■ **WORK INSTRUCTIONS**
Each line in the records that mentions the word "rear" needs to be listed.

++++

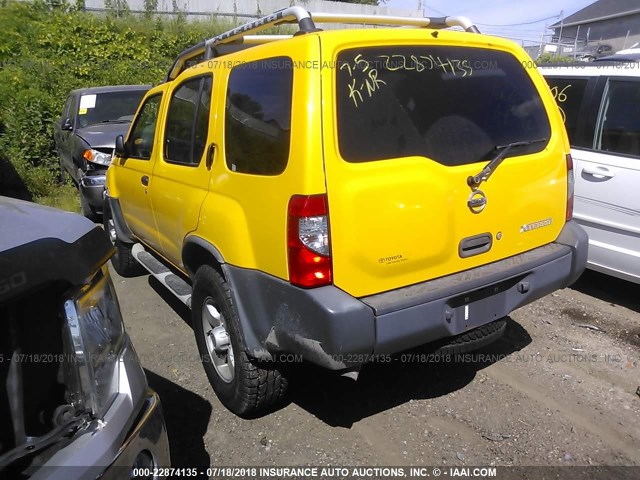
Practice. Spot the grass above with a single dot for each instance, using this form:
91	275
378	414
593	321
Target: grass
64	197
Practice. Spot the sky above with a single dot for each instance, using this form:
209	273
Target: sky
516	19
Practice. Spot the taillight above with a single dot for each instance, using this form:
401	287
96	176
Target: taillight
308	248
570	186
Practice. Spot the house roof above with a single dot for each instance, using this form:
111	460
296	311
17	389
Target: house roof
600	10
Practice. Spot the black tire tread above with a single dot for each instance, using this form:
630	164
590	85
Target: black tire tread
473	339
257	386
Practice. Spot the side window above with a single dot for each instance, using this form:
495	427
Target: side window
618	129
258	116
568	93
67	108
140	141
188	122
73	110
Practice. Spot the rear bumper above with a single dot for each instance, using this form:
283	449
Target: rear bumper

++++

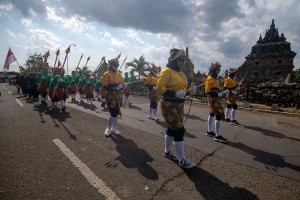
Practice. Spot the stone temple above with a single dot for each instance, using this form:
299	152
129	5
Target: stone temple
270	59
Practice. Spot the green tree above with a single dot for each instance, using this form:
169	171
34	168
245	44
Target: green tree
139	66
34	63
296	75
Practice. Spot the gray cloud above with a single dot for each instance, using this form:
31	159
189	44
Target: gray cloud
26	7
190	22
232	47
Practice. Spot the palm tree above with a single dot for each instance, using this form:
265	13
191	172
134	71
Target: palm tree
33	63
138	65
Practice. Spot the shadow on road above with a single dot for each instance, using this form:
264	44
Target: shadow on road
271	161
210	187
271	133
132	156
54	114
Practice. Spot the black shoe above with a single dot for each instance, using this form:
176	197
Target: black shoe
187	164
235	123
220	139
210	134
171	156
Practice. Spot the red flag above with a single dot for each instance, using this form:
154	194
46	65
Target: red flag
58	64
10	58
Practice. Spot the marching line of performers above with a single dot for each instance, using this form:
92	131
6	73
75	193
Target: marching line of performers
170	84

++++

■ **TASK ANSWER**
Practice. Spot the rear bumper above with a single dot for each instance, using this form:
Target: rear bumper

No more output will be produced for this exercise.